## Exercise text
This is a weekly post that highlights resources from other counselors that I have found helpful. The counselors may be from the biblical counseling, Christian psychology, integration, or secular counseling traditions. By linking to a post, I am not giving it my full endorsement, I am merely indicating that I believe it made a unique contribution or raised an important subject for consideration.
Sexual Abuse in Marriage: 12 Ways to Help Victims by Darby Strickland
So, let’s start with the basics. We know we are to bear one another’s burdens (Gal. 6:2), especially when someone is facing evil (Rom. 12:9-12). We are to be compassionate, gentle, and patient in our care (Eph. 4:2; 1 Pet. 3:8). In addition to these basics, here are some practical ways to walk alongside and minister to these women.
- If you benefited from this article, you might also like “Small Group Leader Video: How Do We, as a Small Group, Walk Well with Someone Considering Divorce Because of Adultery or Abuse?“
The Church as a Healing Community by Diane Langberg
This is a 30 minute video resource from Diane Langberg on a page of other video resources on trauma and victim care.
- If you enjoyed this resource, you might also benefit from “Mentoring vs. Counseling: What’s the Difference?“
I Never Became Straight. Perhaps That Was Never God’s Goal. by Rachel Gilson
This is not a story of being gay and becoming straight. But maybe I’m getting ahead of myself. Let’s rewind to the beginning. My parents met at a gay nightclub in San Francisco. My mother just wanted a safe place to dance. My father was the security guard. He abandoned my mother and me after abusing both of us physically. I didn’t even know he existed until I was 10, by which time my mother had remarried.
- If you want to learn to be a good friend on journeys like Rachel’s, consider this podcast resource “SJI Forum & Panel: Do Ask, Do Tell, Let’s Talk.“
What Churches Should Know About New Child Abuse Protection Requirements by Richard Hammar
These revelations led to the near-unanimous enactment by Congress, in February 2018, of the Protecting Young Victims from Sexual Abuse and Safe Sport Authorization Act of 2017. While many churches will not be directly affected by the Act, every church will be indirectly affected by the “best practices” and “standards of care” embodied in the Act. The Act will be relevant in assisting church leaders in establishing or updating their own child protection and abuse reporting procedures. Church leaders often are frustrated by the lack of concrete guidance in establishing such policies, and so efforts by other charities, and most importantly by the federal and state governments, to formulate child protection policies can be helpful, at least indirectly, to churches, in the following two ways:
- Here is a 13 minute video resource on “If I Learn of Abuse When Am I Mandated to Report and What Should I Do Even When I’m Not Mandated to Report?“
7 Ways to Make Meaning from Hardship by Tchiki Davis
Why does this happen? Challenging experiences often threaten to take away something that gives us meaning. We can let ourselves become overwhelmed by loss or instead, we can strive to gain greater understanding of ourselves, others, and our place in the world to regain the sense of meaning that was lost. How do we do it? Here are 7 ways to turn your negative experiences into meaning-making-moments.

## Supplied records
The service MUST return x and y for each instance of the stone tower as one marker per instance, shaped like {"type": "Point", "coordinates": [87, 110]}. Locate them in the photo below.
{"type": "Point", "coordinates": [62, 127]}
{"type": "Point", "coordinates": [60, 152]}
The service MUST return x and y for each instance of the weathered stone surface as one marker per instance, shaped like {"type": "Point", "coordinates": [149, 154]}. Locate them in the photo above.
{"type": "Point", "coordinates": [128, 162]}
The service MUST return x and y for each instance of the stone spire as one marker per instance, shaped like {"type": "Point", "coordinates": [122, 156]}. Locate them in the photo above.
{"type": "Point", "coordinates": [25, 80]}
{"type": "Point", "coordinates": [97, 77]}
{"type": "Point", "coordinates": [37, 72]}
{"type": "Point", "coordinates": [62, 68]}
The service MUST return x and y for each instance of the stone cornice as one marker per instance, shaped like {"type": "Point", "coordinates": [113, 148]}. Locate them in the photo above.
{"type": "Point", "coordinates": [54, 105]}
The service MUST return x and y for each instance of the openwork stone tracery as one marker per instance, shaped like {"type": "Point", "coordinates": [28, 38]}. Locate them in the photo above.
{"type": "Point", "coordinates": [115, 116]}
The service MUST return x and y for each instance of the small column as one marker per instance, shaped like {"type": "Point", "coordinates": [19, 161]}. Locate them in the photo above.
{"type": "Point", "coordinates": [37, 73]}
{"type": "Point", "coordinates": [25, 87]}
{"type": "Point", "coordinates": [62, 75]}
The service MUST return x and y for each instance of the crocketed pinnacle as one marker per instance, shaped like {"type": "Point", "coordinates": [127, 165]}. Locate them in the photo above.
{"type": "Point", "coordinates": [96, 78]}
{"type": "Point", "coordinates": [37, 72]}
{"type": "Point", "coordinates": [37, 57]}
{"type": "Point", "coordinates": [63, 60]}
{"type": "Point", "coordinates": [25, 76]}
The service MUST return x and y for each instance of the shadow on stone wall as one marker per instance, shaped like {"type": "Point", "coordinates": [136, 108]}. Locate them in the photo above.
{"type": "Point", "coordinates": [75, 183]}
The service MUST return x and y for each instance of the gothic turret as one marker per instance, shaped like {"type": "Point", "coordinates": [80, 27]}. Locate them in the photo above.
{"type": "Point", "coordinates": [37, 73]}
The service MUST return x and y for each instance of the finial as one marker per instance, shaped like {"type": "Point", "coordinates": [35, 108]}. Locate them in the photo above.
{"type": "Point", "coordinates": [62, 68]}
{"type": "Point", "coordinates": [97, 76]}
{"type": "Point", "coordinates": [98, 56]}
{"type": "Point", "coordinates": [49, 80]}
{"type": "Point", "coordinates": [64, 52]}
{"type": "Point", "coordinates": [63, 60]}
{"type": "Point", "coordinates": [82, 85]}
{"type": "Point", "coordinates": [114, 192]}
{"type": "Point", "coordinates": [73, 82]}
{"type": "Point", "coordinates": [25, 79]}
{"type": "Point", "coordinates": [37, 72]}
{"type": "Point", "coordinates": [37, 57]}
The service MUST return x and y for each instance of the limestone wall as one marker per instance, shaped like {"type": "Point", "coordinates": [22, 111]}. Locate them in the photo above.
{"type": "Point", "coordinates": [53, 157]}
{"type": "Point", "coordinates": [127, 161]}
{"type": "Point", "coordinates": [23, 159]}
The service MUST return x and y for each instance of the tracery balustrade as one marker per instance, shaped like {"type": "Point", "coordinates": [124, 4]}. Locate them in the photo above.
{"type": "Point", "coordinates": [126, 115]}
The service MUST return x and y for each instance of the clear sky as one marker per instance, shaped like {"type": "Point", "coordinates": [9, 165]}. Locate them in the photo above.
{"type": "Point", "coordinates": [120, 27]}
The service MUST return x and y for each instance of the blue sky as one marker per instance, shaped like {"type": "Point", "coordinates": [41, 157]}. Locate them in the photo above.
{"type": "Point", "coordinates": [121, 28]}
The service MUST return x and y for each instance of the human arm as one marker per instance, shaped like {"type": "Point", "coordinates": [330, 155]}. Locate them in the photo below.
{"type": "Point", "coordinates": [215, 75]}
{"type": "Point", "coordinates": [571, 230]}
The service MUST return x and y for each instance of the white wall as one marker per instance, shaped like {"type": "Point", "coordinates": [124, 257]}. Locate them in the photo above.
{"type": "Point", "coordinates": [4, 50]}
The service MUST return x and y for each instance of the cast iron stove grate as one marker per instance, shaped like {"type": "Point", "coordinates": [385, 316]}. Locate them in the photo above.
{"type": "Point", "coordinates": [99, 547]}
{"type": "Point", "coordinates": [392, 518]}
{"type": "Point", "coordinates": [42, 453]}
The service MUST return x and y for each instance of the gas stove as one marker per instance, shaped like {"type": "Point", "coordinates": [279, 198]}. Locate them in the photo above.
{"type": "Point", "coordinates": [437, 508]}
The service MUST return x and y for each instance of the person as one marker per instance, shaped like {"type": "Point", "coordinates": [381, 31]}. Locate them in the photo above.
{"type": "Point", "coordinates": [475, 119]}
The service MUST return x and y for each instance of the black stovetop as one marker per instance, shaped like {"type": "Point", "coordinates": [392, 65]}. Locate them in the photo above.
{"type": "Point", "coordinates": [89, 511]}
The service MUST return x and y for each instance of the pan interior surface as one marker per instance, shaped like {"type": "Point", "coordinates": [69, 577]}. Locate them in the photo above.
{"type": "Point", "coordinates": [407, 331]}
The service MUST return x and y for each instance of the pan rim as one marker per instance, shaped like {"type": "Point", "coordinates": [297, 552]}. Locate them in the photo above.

## About this task
Continue the weekly roundup of counseling resources, starting right after its final sentence about turning negative experiences into meaning-making moments.

## Exercise response
- You will find many of these principles in the G4 9 Step Curriculum for Suffering-Based Struggles.
What I’m Reading
Life Without Ed: How One Woman Declared Independence from Her Eating Disorder and How You Can Too by Jenni Schaefer. Jenni had been in an abusive relationship with Ed for far too long. He controlled Jenni’s life, distorted her self-image, and tried to physically harm her throughout their long affair. Then, in therapy, Jenni learned to treat her eating disorder as a relationship, not a condition. By thinking of her eating disorder as a unique personality separate from her own, Jenni was able to break up with Ed once and for all.
Inspiring, compassionate, and filled with practical exercises to help you break up with your own personal E.D., Life Without Ed provides hope to the millions of people plagued by eating disorders. Beginning with Jenni’s “divorce” from Ed, this supportive, lifesaving book combines a patient’s insights and experiences with a therapist’s prescriptions for success to help you live a healthier, happier life without Ed.
Tweets of the Week
Healthy complementarians seek to understand, listen, and believe sisters in Christ when they begin talking about unhealthy applications of complementarianism that have existed in churches and seminaries rather than calling those sisters liberals.
— Julia Bickley (@juliabickley) June 16, 2018
Choosing a marriage partner is choosing a set of issues you're going to deal with for the rest of your life. – Ron Deal
— Ron Deal (@RonLDeal) June 6, 2018
Celebrate good works with clear, sober eyes that don’t make idols out of the ones who did them.
— Josh Jones (@meetjoshjones) June 26, 2018
On the Lighter Side
Because, “A joyful heart is good medicine, but a crushed spirit dries up the bones,” Proverbs 17:22.
The church at Laodicea should have talked to our AC guy.
Our church is too hot or too cold. Sometimes both at the same time.